Задание A: Дословно процитируйте фрагмент статьи о Сорокине и соцреализме от «Сорокин вошел в» до «советскими эстетическими нормами[38].».

Статья:
◇ ◇ ◇ ◇

Сорокин вошел в круг московских концептуалистов в середине 1970‐х годов[37] – очень образованный, привлекательный, но сдержанный молодой человек. Его сопровождала жена, красавица Ирина, преподавательница музыки, на которой он женился в 1977 году, в год окончания института. Картину идиллической семейной жизни довершило рождение девочек-близнецов Анны и Марии в 1980 году. Соратники-концептуалисты, в частности Иосиф Бакштейн и Павел Пепперштейн, позже вспоминали, как они были удивлены, когда этот сдержанный молодой человек заявил о себе в кружке неслыханным надругательством над все еще официально существующими советскими эстетическими нормами[38].
После Первого съезда Союза советских писателей, состоявшегося в 1934 году, вся официальная литература должна была следовать принципам социалистического реализма – новой доктрины, которая направляла прежние разнообразные эстетические течения, от авангарда до постсимволизма, и литературные объединения в общее русло обязательной парадигмы, соответствие которой бдительно контролировали советские государственные институты, отвечающие за цензуру, редактуру, публикацию, популяризацию и преподавание литературы. Соцреализм с его нормативными постулатами – партийностью, отражением действительности, типичностью, революционным романтизмом, положительными героями и народностью[39], которые в совокупности были направлены на создание воображаемой картины социалистического строя и морального кодекса, какими они должны быть[40], – превратился в ритуальную практику, скрывающую истинные недостатки советского общества. Соцреалистические романы выполняли иллюзорную педагогическую задачу, воспитывая из непокорных молодых людей самоотверженных членов коллектива под руководством старшего наставника[41]. Изображая положительного молодого героя (или героев) на фоне отрицательных представителей старого порядка, такие романы противопоставляли советское поведение антисоветскому. Однако жесткие моральные установки соцреализма лишь продолжали прежнюю традицию, закрепившую за русскими писателями репутацию нравственных авторитетов.

◇ ◇ ◇ ◇

Материал задания:
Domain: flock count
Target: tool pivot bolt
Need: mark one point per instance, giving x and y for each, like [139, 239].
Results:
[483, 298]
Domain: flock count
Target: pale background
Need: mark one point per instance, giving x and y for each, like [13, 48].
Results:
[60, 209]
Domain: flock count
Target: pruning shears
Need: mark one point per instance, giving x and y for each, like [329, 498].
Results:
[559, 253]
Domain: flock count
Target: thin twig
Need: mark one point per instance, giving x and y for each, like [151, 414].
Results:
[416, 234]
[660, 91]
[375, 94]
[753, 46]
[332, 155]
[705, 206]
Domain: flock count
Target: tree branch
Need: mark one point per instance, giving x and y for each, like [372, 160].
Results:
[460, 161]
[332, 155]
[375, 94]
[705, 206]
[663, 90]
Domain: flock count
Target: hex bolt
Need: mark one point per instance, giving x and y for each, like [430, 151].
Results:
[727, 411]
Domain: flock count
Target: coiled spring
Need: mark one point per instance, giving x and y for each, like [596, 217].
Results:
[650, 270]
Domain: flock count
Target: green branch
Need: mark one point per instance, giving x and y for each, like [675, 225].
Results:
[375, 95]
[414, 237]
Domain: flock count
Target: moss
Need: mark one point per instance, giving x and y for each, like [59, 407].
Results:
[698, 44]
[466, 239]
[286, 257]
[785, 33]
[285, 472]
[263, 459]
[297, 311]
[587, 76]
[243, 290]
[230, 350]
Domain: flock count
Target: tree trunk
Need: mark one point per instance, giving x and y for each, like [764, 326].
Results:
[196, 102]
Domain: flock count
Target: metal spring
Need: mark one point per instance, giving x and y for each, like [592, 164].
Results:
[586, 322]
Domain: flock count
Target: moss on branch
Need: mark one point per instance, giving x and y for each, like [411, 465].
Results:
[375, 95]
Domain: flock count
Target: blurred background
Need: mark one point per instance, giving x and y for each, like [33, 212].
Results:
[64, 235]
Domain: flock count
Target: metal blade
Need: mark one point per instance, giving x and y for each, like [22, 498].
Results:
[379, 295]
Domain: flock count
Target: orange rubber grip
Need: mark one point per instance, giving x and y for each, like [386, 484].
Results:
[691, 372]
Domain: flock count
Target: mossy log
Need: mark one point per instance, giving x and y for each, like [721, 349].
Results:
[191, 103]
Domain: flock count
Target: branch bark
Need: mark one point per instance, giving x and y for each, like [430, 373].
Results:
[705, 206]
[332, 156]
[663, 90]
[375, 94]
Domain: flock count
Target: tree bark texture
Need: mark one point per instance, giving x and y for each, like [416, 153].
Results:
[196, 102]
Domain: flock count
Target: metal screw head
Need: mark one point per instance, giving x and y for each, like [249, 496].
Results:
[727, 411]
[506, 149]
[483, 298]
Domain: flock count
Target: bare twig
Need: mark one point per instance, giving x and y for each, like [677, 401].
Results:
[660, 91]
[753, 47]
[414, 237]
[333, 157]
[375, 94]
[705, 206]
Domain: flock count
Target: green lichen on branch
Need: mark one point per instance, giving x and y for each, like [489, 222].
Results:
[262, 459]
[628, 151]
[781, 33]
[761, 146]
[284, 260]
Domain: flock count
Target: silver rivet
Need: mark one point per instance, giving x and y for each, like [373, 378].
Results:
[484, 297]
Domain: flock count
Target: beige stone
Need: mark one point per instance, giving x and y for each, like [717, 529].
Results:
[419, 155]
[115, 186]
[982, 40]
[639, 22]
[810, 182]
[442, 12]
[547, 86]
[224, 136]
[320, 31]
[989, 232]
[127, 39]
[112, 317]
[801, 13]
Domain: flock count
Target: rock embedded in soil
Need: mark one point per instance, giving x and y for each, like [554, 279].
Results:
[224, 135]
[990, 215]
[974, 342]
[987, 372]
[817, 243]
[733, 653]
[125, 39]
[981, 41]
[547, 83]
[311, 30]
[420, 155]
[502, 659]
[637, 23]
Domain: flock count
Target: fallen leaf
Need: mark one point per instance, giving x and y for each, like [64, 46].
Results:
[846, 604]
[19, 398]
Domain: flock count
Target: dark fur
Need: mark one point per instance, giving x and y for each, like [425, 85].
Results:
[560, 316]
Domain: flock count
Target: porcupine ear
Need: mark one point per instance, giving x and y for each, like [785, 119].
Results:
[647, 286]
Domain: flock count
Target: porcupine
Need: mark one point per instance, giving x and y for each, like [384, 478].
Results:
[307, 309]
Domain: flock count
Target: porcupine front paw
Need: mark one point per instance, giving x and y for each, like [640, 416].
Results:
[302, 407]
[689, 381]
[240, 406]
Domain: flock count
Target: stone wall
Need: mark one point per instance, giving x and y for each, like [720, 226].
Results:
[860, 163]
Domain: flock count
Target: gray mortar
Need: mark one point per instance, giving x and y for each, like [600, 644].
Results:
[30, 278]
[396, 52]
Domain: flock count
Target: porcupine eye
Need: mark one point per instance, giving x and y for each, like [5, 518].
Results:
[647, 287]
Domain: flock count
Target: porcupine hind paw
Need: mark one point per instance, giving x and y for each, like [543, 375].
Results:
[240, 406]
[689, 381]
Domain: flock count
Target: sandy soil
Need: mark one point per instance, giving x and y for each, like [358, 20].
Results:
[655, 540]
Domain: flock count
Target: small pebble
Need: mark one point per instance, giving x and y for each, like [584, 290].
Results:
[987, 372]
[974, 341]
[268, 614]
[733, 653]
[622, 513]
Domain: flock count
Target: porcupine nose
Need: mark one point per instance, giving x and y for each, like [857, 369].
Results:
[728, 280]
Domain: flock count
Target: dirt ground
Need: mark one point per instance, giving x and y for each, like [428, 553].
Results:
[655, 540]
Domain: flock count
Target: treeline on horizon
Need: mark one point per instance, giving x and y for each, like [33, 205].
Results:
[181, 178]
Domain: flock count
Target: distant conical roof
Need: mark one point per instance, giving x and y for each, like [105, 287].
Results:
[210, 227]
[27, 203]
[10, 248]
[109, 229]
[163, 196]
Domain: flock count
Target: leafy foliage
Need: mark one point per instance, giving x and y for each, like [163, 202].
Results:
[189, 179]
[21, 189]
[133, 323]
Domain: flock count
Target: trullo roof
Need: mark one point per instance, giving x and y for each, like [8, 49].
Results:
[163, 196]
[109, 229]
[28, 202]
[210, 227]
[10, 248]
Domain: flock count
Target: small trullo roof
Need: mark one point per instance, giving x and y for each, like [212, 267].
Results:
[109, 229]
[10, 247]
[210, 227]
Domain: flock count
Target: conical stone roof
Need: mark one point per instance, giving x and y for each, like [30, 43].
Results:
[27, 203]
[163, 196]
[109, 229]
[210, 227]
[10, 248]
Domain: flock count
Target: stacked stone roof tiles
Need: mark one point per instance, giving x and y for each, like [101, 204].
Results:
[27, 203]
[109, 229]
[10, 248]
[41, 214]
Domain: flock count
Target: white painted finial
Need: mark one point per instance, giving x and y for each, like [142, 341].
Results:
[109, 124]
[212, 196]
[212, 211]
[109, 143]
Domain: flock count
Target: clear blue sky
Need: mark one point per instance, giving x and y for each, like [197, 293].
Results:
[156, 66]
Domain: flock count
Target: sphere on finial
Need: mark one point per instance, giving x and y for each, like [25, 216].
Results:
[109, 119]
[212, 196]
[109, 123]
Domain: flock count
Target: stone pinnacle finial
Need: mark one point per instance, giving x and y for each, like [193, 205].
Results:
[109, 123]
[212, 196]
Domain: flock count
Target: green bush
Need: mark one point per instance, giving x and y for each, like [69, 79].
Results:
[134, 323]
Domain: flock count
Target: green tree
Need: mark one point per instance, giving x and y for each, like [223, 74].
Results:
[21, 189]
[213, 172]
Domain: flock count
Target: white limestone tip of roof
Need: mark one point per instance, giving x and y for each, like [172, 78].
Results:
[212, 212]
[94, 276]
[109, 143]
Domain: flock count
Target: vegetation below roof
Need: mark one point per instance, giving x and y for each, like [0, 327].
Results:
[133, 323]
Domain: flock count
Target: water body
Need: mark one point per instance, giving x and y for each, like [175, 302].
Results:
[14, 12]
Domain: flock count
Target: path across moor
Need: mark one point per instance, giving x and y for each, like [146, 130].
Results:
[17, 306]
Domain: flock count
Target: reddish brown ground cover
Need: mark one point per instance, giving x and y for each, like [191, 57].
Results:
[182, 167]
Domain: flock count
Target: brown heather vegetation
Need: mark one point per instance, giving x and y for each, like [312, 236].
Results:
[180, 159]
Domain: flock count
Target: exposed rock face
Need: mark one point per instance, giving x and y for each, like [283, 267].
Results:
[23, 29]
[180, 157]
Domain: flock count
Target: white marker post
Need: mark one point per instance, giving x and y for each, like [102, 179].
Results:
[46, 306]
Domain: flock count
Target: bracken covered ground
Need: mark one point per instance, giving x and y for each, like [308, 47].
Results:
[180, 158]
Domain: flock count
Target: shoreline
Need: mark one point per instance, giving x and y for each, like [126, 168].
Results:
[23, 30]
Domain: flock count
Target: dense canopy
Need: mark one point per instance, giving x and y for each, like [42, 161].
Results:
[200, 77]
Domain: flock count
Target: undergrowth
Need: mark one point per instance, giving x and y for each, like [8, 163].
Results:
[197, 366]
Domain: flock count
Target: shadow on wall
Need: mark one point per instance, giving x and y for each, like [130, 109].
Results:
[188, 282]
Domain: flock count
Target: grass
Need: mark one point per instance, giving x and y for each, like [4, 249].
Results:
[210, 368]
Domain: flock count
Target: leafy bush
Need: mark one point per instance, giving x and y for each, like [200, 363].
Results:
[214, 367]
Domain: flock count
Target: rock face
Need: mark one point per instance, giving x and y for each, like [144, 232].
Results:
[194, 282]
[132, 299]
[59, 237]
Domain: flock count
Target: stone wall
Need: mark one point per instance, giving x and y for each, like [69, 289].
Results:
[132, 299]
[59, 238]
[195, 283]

◇ ◇ ◇ ◇

Задание B: Покажите все строки листинга, в которых встречается слово «vegetation». Регистр учитывается.

Правильный ответ A:
Сорокин вошел в круг московских концептуалистов в середине 1970‐х годов[37] – очень образованный, привлекательный, но сдержанный молодой человек. Его сопровождала жена, красавица Ирина, преподавательница музыки, на которой он женился в 1977 году, в год окончания института. Картину идиллической семейной жизни довершило рождение девочек-близнецов Анны и Марии в 1980 году. Соратники-концептуалисты, в частности Иосиф Бакштейн и Павел Пепперштейн, позже вспоминали, как они были удивлены, когда этот сдержанный молодой человек заявил о себе в кружке неслыханным надругательством над все еще официально существующими советскими эстетическими нормами[38].

Правильный ответ B:
Target: vegetation below roof
Target: brown heather vegetation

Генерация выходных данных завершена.